▶ **DIRECTIONS**
Starting at the line that holds "Category: hillside covered in trees", restate every line word for word up to and including the last one in the listing below, and omit all pictures.
————
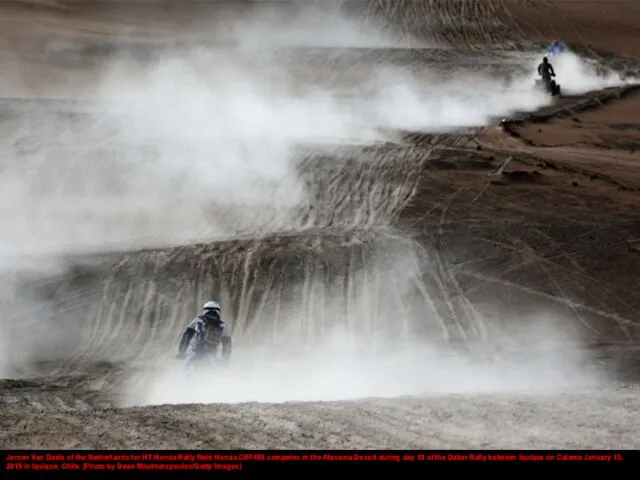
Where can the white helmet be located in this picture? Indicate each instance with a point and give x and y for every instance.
(211, 306)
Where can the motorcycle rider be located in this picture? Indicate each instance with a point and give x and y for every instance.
(205, 334)
(545, 70)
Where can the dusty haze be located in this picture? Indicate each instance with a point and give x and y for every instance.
(336, 178)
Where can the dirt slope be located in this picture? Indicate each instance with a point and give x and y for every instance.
(539, 212)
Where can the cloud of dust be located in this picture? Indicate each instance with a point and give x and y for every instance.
(577, 75)
(374, 350)
(199, 146)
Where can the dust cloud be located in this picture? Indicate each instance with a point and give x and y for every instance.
(372, 346)
(345, 366)
(200, 146)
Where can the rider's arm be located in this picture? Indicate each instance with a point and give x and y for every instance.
(187, 336)
(226, 342)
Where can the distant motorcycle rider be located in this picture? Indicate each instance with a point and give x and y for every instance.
(545, 70)
(205, 334)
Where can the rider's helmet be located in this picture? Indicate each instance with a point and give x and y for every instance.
(211, 305)
(211, 312)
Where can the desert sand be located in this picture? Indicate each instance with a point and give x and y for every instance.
(479, 244)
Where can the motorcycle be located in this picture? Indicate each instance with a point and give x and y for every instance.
(201, 363)
(547, 85)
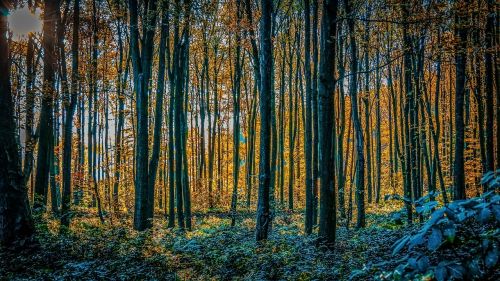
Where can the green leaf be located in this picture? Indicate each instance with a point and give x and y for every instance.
(400, 244)
(456, 270)
(491, 258)
(440, 273)
(435, 239)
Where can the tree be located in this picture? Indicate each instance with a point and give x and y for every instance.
(358, 131)
(460, 69)
(15, 214)
(46, 115)
(236, 114)
(68, 127)
(308, 141)
(327, 214)
(266, 101)
(142, 64)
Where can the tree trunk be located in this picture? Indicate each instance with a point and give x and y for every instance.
(15, 215)
(266, 101)
(326, 109)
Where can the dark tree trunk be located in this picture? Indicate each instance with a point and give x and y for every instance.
(68, 126)
(15, 214)
(326, 109)
(236, 115)
(460, 68)
(490, 63)
(266, 102)
(155, 157)
(142, 64)
(46, 115)
(30, 107)
(308, 138)
(358, 131)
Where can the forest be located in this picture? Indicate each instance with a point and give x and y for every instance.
(249, 140)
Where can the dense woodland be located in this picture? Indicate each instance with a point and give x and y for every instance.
(249, 140)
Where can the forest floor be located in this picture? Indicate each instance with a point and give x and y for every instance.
(212, 251)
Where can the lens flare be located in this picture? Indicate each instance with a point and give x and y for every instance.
(22, 22)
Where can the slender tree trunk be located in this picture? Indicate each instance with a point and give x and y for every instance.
(71, 103)
(460, 68)
(326, 109)
(358, 131)
(15, 214)
(266, 102)
(46, 115)
(308, 141)
(236, 115)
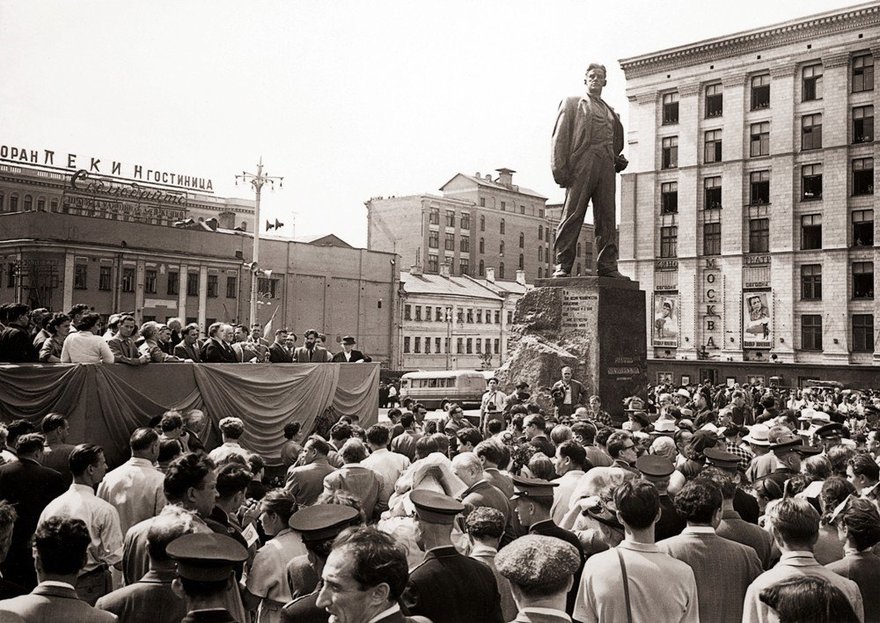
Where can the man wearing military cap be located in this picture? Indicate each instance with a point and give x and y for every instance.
(540, 570)
(657, 470)
(533, 499)
(448, 587)
(205, 569)
(318, 526)
(348, 354)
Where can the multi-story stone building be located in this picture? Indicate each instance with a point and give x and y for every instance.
(477, 223)
(748, 206)
(167, 252)
(455, 322)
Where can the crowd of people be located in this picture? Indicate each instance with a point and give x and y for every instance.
(713, 504)
(79, 336)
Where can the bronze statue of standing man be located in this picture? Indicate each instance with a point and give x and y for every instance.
(587, 142)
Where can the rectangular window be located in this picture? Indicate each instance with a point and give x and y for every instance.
(81, 276)
(670, 108)
(759, 187)
(760, 139)
(173, 283)
(712, 239)
(712, 193)
(811, 282)
(863, 280)
(128, 279)
(669, 198)
(863, 228)
(669, 159)
(669, 241)
(811, 231)
(811, 332)
(266, 287)
(192, 284)
(105, 278)
(863, 73)
(812, 83)
(150, 281)
(759, 235)
(714, 101)
(712, 151)
(811, 182)
(811, 131)
(761, 92)
(863, 176)
(863, 124)
(863, 333)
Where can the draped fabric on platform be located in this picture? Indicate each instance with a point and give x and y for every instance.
(106, 402)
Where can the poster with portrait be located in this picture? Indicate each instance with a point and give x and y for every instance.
(667, 321)
(757, 319)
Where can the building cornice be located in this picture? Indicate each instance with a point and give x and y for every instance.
(795, 31)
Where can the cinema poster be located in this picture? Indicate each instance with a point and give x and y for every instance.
(757, 320)
(667, 321)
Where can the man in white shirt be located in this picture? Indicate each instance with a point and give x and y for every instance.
(135, 487)
(86, 345)
(389, 466)
(636, 565)
(88, 465)
(794, 524)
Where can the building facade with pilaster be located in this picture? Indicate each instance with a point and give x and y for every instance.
(747, 211)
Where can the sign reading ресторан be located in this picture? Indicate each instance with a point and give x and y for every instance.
(104, 167)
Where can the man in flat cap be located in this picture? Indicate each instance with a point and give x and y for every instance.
(533, 499)
(205, 570)
(657, 469)
(318, 525)
(448, 587)
(720, 594)
(348, 354)
(364, 579)
(540, 570)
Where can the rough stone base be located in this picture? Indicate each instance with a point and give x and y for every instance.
(594, 325)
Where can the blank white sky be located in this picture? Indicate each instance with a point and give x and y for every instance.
(345, 99)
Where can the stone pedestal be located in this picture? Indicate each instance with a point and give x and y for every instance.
(595, 325)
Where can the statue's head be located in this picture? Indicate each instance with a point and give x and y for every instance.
(595, 77)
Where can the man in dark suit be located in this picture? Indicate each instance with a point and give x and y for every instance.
(29, 486)
(60, 544)
(533, 499)
(587, 145)
(217, 348)
(348, 354)
(311, 352)
(188, 347)
(16, 344)
(278, 352)
(574, 394)
(151, 599)
(448, 587)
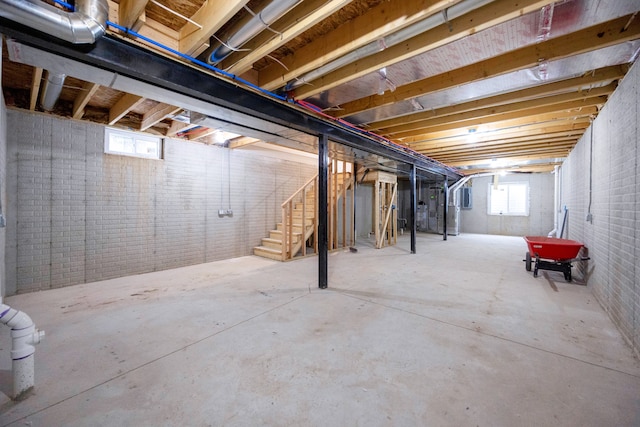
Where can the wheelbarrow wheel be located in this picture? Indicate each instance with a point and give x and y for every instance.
(527, 261)
(567, 275)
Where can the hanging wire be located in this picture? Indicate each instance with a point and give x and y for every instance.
(306, 105)
(176, 13)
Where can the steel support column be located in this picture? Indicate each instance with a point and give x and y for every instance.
(413, 205)
(323, 222)
(445, 188)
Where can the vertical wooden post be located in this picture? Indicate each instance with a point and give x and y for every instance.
(376, 211)
(413, 207)
(304, 221)
(445, 209)
(323, 252)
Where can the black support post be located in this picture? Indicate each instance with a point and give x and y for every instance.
(413, 205)
(445, 188)
(323, 223)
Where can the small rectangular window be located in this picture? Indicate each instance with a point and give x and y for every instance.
(511, 198)
(465, 198)
(135, 144)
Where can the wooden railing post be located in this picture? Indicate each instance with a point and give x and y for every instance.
(283, 242)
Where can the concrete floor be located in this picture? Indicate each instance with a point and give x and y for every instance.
(458, 334)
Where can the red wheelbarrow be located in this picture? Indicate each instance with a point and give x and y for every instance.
(551, 253)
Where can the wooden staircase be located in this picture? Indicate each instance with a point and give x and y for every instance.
(296, 233)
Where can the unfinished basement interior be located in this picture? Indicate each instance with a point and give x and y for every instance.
(304, 212)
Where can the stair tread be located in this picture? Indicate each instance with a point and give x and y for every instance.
(266, 249)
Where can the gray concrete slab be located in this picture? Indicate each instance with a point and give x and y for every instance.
(458, 334)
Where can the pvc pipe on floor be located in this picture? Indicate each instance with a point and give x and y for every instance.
(24, 336)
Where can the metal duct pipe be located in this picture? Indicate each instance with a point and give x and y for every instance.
(266, 17)
(426, 24)
(87, 24)
(24, 336)
(51, 90)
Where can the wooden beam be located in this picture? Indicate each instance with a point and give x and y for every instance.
(130, 11)
(537, 168)
(308, 14)
(487, 149)
(177, 127)
(533, 115)
(212, 16)
(559, 151)
(123, 106)
(242, 141)
(373, 25)
(36, 81)
(201, 133)
(157, 114)
(598, 76)
(588, 39)
(498, 144)
(513, 159)
(497, 139)
(477, 117)
(495, 131)
(82, 99)
(159, 33)
(482, 18)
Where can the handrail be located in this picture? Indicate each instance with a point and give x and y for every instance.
(299, 190)
(338, 190)
(287, 219)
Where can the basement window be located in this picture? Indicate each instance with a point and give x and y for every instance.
(509, 198)
(135, 144)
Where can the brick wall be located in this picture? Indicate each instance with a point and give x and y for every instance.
(610, 150)
(540, 219)
(77, 215)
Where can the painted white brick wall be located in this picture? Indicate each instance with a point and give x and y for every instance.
(613, 238)
(540, 219)
(77, 215)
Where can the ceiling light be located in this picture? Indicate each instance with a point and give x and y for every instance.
(472, 135)
(416, 105)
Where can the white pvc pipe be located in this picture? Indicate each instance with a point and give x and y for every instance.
(24, 336)
(556, 201)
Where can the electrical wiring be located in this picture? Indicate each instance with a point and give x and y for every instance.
(303, 104)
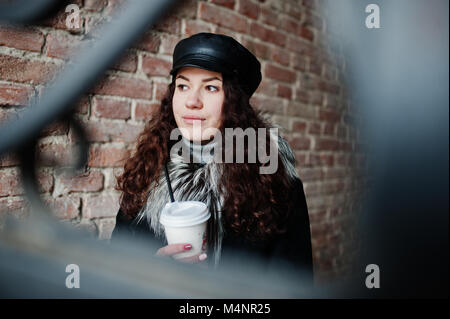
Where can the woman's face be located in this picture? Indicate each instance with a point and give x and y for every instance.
(197, 102)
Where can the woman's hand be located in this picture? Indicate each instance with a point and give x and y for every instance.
(173, 249)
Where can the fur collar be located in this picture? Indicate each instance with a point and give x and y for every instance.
(191, 181)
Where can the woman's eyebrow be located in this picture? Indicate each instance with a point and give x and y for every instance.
(204, 80)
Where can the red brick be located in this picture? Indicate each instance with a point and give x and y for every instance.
(15, 94)
(21, 70)
(222, 17)
(124, 86)
(343, 160)
(58, 20)
(314, 128)
(270, 105)
(299, 62)
(62, 45)
(95, 5)
(306, 33)
(225, 3)
(105, 205)
(321, 159)
(56, 154)
(300, 46)
(105, 227)
(16, 205)
(248, 8)
(269, 17)
(267, 87)
(145, 111)
(9, 160)
(296, 12)
(329, 116)
(168, 43)
(289, 25)
(301, 96)
(127, 63)
(329, 73)
(194, 27)
(311, 174)
(150, 42)
(328, 87)
(301, 110)
(316, 98)
(10, 184)
(111, 131)
(346, 146)
(67, 207)
(94, 24)
(107, 156)
(328, 129)
(261, 50)
(186, 9)
(21, 38)
(45, 181)
(155, 67)
(315, 67)
(83, 105)
(266, 34)
(341, 131)
(300, 143)
(280, 56)
(308, 82)
(335, 173)
(161, 89)
(170, 24)
(88, 182)
(311, 19)
(55, 128)
(108, 108)
(327, 144)
(299, 127)
(284, 91)
(300, 159)
(277, 73)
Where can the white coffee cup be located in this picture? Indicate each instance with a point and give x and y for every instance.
(185, 222)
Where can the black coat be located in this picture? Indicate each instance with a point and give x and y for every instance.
(293, 248)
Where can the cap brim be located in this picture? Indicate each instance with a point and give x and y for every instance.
(215, 66)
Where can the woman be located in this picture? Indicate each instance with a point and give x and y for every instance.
(262, 215)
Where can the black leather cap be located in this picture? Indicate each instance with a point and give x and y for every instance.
(218, 53)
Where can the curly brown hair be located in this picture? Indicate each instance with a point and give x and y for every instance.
(255, 205)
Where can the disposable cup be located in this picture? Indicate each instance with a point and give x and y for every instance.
(186, 222)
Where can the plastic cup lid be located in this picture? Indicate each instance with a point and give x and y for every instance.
(184, 214)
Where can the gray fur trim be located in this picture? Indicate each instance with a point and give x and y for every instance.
(200, 184)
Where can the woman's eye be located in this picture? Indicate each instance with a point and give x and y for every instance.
(212, 88)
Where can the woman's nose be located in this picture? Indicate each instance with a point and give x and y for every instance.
(194, 100)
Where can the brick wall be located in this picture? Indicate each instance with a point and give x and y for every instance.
(302, 89)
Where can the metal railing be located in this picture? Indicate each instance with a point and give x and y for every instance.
(33, 253)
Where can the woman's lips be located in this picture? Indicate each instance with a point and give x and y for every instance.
(192, 119)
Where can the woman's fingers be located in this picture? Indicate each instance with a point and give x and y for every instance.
(173, 249)
(193, 259)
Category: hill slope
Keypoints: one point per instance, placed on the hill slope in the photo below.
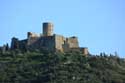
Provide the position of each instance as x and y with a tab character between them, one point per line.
43	67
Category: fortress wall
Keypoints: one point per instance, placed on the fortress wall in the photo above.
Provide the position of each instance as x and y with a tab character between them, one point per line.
73	42
47	29
84	50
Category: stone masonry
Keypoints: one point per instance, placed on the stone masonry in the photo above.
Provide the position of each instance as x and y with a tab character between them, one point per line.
48	41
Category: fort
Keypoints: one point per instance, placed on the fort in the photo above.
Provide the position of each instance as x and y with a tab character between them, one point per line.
48	41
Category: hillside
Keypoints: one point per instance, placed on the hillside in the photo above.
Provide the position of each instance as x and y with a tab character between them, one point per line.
44	67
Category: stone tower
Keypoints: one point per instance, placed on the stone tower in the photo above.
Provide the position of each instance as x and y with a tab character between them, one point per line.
47	29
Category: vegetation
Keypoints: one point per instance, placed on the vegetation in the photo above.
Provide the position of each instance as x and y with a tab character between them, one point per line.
45	67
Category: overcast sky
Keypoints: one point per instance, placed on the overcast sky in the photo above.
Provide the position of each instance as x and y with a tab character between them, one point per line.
99	24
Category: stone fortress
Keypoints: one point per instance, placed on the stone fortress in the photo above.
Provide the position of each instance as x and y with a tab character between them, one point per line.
48	41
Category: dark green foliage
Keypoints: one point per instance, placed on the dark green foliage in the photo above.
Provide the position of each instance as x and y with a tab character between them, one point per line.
45	67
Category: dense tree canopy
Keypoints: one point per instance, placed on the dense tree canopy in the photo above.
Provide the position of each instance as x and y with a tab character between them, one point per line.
46	67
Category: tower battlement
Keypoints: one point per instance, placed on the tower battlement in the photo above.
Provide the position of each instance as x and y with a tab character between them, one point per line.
48	41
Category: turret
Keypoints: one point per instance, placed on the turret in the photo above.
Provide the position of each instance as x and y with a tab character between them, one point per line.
47	29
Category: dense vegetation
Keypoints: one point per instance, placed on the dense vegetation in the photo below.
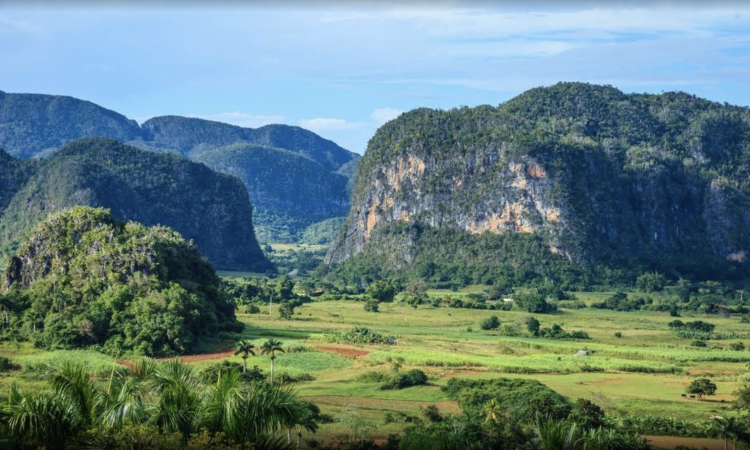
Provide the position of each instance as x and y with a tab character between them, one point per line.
85	279
620	185
32	124
295	177
211	209
289	191
154	405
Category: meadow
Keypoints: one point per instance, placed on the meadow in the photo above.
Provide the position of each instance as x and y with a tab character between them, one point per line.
643	370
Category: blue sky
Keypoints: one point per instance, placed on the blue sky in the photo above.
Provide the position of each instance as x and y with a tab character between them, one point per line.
343	71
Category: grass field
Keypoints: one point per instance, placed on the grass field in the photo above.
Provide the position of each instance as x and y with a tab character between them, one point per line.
643	372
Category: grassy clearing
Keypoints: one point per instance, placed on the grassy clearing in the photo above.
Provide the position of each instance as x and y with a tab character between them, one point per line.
643	372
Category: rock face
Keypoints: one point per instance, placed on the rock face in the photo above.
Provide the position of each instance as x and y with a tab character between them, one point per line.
83	278
631	182
210	208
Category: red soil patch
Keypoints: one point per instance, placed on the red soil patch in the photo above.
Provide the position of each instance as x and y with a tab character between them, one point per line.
342	351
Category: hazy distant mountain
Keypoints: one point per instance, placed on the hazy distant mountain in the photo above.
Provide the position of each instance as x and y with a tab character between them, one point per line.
210	208
36	125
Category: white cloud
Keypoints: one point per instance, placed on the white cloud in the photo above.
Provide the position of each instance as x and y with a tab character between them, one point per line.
242	119
321	124
383	115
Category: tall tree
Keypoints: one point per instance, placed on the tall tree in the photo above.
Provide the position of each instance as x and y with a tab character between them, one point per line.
271	347
244	348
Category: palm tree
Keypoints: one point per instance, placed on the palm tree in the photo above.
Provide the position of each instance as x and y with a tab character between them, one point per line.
492	411
726	428
270	347
177	392
555	435
244	348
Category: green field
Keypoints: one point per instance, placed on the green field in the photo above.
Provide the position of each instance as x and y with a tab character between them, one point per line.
644	372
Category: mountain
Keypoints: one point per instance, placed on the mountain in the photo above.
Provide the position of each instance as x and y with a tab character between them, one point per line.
574	183
287	188
83	278
34	124
189	135
209	208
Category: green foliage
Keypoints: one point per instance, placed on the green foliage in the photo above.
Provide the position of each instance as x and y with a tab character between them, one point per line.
651	282
292	193
701	387
623	169
414	377
534	303
34	124
372	305
523	399
158	400
85	279
209	208
358	335
382	291
490	323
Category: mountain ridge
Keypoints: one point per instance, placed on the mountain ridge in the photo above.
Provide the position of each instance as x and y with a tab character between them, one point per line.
610	181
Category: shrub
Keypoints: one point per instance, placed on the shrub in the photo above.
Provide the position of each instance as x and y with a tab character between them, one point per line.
414	377
491	323
372	305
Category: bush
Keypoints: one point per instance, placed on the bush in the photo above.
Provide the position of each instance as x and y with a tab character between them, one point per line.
491	323
372	305
414	377
6	365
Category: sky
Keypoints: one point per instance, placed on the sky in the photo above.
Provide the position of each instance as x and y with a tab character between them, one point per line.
342	70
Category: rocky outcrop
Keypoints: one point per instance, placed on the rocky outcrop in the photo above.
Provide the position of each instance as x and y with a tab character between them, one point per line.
651	182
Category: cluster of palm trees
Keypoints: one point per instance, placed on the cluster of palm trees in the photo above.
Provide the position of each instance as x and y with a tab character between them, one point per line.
166	396
271	347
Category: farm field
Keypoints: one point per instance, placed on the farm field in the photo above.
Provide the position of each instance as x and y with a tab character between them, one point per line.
644	372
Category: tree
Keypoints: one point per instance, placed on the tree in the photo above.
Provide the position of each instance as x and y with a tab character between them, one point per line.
286	310
532	325
727	428
244	348
534	303
415	293
491	323
371	305
382	291
701	387
285	288
492	411
271	347
651	282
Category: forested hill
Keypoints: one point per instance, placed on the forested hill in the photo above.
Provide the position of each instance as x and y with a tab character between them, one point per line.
36	125
209	208
189	135
287	189
574	182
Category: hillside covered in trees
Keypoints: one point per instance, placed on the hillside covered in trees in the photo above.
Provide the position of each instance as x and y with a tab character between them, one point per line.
573	183
82	278
34	125
209	208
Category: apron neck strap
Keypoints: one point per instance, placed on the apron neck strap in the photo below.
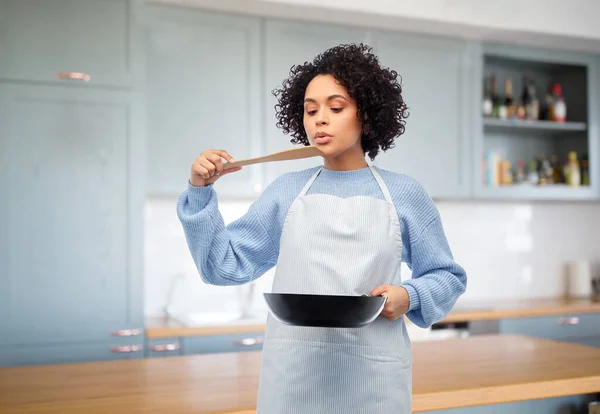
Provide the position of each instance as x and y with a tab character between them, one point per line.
————
▶ **RESULT BELOW**
Category: hillside covered in trees
Keypoints: one point per instance, placed on the hillside covered in trees in the photo above.
Provide the position of each instance as x and y with a tab character between them, one point per line.
573	183
82	278
34	125
209	208
Category: apron neck strap
Keypoints: one point per instance, placed on the apron neck strap in the photo below.
Provide the position of each instance as x and y with a tab character between them, one point per line.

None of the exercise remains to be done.